> Texte à lire:
****
Car la fabrication de ce gel n’est pas de tout repos pour les équipes. En usine, où la fabrication réclame la manipulation de produits qui nécessitent des précautions supplémentaires, comme dans les entreprises qui ont également adapté les horaires de pauses pour que les salariés ne se croisent pas dans la même pièce au même moment. Des mesures de distanciations ont aussi été instaurées.

Trouver les matières premières

Côté back-office, la difficulté reste de trouver les matières premières pour fabriquer le gel. Alors que Technature était à cours d’alcool le 25 mars, Agrimer a réussi à en trouver 5 tonnes le 27 mars. « On a découvert un autre fournisseur qui pourrait nous donner les 10 tonnes dont nous avons besoin. Cette recherche est un travail de tous les instants », indique le patron d’Agrimer. Même constat de tension sur les marchés des matières premières de la part de Christophe Winckler. « On travaille depuis le début de la crise pour s’approvisionner. » Les flacons pour conditionner le gel sont aussi compliqués à trouver. Et les fournisseurs en profitent aussi pour augmenter les prix sur ces marchés en tension partout dans le monde. « Le prix des emballages a été multiplié par deux ! », note Christophe Winckler. « Le prix du gel a été encadré par l’État et c’est normal, mais il faudrait peut-être penser à encadrer celui des matières premières également », lance le patron d’Agrimer.
****
> Consigne 1: Quelles sont toutes les indications chiffrées que contient le texte sur la fabrication du gel ?
> Consigne 2: Pouvez-vous résumer en deux phrases le texte sur la fabrication du gel ?
Les entrées proviennent d'une autre source que le texte.

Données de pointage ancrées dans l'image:
****
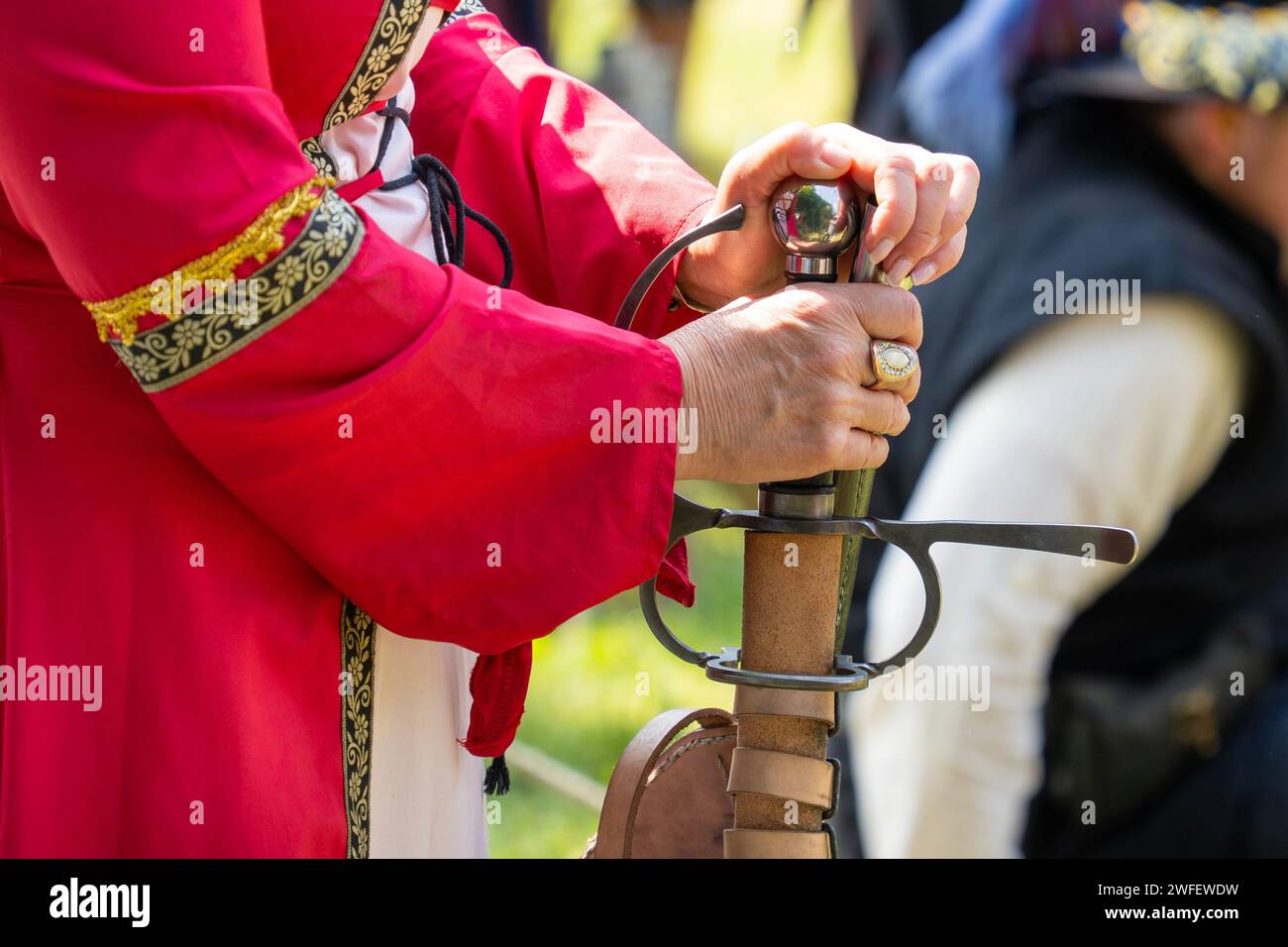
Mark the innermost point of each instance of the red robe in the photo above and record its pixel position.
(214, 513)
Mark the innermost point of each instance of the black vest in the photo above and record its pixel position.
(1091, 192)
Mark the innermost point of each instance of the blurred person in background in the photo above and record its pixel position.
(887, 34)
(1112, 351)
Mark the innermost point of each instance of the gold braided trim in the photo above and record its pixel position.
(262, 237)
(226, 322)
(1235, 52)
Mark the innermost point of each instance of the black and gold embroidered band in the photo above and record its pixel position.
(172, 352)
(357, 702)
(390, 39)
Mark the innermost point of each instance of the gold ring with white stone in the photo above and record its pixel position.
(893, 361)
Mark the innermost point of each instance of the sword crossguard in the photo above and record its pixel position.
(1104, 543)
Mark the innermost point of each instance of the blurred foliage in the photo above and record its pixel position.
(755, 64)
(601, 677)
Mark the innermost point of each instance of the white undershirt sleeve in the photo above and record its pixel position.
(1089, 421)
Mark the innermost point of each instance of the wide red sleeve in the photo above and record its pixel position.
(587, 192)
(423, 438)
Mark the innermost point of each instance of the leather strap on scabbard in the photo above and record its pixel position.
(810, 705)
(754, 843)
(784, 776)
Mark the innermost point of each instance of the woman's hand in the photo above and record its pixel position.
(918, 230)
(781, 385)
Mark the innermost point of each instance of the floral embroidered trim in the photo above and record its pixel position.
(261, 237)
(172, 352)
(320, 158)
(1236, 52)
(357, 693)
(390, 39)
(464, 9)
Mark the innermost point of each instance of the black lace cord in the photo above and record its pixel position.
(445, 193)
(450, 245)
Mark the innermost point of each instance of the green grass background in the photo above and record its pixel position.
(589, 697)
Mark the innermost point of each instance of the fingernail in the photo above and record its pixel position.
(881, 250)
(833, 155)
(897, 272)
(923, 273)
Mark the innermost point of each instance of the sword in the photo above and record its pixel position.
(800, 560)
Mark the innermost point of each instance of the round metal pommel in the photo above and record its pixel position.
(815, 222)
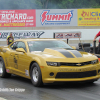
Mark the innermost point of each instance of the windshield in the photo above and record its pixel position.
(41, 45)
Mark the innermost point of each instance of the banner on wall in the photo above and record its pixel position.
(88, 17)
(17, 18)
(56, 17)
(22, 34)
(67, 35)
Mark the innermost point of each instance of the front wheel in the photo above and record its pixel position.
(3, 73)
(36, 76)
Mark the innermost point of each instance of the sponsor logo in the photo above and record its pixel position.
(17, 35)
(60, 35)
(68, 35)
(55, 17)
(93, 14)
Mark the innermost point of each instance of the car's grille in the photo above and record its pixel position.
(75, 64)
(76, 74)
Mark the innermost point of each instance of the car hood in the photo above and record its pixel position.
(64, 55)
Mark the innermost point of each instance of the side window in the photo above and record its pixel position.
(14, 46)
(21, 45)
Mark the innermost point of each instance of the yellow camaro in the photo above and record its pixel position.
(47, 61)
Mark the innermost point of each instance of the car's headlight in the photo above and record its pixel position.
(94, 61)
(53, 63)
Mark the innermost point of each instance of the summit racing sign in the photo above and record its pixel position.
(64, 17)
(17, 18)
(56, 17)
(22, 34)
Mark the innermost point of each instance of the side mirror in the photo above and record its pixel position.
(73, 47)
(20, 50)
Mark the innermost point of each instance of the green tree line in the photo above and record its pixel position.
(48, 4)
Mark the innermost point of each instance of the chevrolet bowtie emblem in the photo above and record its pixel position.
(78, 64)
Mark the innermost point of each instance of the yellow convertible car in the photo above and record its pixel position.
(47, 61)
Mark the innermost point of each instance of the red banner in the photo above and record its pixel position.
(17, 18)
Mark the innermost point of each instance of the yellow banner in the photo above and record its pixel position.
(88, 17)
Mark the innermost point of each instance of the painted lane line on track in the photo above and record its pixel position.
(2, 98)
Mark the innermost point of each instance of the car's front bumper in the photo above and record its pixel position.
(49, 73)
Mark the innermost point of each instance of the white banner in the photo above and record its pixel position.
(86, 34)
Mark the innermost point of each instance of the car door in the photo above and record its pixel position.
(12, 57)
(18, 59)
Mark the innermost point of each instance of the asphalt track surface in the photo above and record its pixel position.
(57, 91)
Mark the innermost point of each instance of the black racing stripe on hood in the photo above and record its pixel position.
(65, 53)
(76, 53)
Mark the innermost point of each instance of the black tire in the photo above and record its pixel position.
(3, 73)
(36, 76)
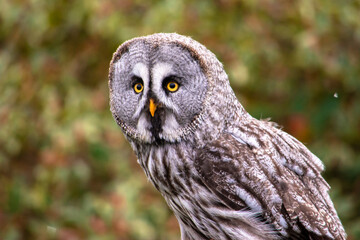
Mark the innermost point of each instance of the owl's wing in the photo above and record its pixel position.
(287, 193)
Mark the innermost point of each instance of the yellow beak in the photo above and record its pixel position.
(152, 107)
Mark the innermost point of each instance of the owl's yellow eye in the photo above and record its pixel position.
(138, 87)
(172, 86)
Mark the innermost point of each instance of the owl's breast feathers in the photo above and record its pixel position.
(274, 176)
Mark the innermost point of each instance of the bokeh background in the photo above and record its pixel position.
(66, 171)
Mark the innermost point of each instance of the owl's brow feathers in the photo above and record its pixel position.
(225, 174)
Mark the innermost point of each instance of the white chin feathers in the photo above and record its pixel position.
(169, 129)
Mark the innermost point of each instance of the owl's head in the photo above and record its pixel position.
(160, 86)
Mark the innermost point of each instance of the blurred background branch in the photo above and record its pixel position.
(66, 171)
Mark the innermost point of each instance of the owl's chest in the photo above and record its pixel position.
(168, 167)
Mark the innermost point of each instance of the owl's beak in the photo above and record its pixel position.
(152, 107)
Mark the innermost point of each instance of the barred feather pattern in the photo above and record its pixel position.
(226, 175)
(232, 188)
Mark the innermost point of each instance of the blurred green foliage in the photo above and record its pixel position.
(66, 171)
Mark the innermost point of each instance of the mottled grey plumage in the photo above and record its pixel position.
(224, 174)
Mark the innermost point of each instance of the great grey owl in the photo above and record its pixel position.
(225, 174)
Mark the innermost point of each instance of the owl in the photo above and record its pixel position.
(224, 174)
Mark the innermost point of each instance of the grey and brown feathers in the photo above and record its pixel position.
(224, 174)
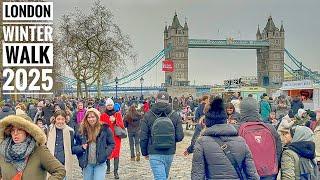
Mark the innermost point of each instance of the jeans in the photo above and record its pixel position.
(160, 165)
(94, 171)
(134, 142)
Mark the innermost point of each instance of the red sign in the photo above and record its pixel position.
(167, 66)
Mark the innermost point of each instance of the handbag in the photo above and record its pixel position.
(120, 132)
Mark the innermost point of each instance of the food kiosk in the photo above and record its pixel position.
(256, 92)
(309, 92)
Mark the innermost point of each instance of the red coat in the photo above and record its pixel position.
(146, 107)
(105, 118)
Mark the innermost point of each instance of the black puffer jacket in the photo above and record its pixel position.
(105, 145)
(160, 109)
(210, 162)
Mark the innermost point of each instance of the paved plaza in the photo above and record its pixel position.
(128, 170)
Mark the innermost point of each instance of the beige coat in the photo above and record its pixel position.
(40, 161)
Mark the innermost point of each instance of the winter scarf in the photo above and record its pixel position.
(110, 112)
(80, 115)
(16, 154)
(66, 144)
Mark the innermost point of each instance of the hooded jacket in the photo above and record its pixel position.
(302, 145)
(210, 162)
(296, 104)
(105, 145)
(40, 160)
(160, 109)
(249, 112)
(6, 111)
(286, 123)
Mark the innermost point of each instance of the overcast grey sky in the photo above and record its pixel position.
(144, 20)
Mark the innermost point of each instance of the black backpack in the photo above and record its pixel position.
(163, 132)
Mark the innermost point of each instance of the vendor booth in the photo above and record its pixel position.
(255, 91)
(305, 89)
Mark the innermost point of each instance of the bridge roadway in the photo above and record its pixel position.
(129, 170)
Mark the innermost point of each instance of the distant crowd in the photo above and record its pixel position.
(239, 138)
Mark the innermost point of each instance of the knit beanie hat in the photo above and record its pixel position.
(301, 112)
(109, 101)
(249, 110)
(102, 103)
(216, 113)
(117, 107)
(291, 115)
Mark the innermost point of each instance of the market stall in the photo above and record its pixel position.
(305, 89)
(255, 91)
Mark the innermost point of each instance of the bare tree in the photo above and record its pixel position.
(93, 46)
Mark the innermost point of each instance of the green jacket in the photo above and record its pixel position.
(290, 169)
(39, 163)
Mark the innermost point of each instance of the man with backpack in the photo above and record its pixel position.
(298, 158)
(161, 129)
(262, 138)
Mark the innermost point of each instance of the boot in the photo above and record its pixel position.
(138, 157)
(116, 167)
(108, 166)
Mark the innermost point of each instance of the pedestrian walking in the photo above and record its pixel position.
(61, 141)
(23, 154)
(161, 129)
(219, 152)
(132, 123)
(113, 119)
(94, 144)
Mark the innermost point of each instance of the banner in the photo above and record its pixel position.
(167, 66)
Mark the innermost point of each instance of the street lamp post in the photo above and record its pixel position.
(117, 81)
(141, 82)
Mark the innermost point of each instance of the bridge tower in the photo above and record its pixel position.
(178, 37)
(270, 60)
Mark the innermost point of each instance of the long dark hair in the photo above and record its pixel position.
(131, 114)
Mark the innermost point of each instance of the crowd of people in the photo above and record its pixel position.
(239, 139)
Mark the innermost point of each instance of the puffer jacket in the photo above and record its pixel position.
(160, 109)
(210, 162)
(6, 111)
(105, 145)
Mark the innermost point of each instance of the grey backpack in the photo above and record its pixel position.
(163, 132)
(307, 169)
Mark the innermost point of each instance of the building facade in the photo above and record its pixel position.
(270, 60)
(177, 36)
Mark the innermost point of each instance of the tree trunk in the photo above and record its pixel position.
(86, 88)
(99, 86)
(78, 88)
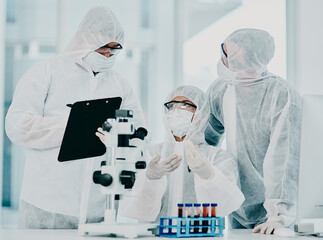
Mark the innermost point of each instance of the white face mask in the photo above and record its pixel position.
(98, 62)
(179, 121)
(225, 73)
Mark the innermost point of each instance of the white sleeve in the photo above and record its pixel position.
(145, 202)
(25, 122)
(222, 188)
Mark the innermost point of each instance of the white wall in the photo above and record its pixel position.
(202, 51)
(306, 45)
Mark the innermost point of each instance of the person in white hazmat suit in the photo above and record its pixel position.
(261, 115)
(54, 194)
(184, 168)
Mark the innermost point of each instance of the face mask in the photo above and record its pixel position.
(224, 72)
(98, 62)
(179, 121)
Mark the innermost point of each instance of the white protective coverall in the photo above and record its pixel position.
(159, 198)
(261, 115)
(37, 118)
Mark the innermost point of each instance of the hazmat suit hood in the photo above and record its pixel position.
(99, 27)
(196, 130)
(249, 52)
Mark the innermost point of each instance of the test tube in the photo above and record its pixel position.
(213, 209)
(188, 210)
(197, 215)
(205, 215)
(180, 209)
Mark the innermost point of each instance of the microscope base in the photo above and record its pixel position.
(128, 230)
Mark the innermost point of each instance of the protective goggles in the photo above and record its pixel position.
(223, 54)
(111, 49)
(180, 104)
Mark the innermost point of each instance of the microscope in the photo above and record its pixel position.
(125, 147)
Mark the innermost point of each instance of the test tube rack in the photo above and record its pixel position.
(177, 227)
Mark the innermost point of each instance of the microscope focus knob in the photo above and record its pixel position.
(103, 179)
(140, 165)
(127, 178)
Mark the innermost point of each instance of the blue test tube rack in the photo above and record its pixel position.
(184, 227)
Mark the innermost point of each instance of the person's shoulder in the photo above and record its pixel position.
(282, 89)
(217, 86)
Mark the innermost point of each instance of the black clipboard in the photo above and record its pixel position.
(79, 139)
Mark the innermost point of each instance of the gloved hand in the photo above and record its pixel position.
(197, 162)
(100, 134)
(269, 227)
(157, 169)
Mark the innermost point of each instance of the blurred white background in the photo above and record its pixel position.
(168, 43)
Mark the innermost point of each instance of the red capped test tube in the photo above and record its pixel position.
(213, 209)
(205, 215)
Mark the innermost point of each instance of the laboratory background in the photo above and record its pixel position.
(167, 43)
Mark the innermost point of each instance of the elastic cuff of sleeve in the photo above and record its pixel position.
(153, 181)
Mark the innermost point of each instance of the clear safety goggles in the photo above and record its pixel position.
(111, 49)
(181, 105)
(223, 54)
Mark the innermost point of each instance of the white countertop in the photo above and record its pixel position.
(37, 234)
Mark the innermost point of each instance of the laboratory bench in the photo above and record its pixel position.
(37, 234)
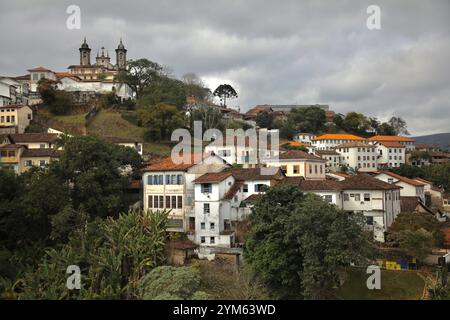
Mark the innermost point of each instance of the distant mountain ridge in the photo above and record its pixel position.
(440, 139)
****
> Solution 1:
- 25 mars
- 27 mars
- 5 tonnes
- 10 tonnes
- multiplié par deux

> Solution 2: En usine, fabriquer le gel exige des précautions supplémentaires, avec des horaires de pauses adaptés et des mesures de distanciation. Les fabricants peinent à trouver les matières premières et les flacons, dont les fournisseurs augmentent les prix, et le patron d'Agrimer estime que l'État devrait encadrer le prix des matières premières comme il l'a fait pour le gel.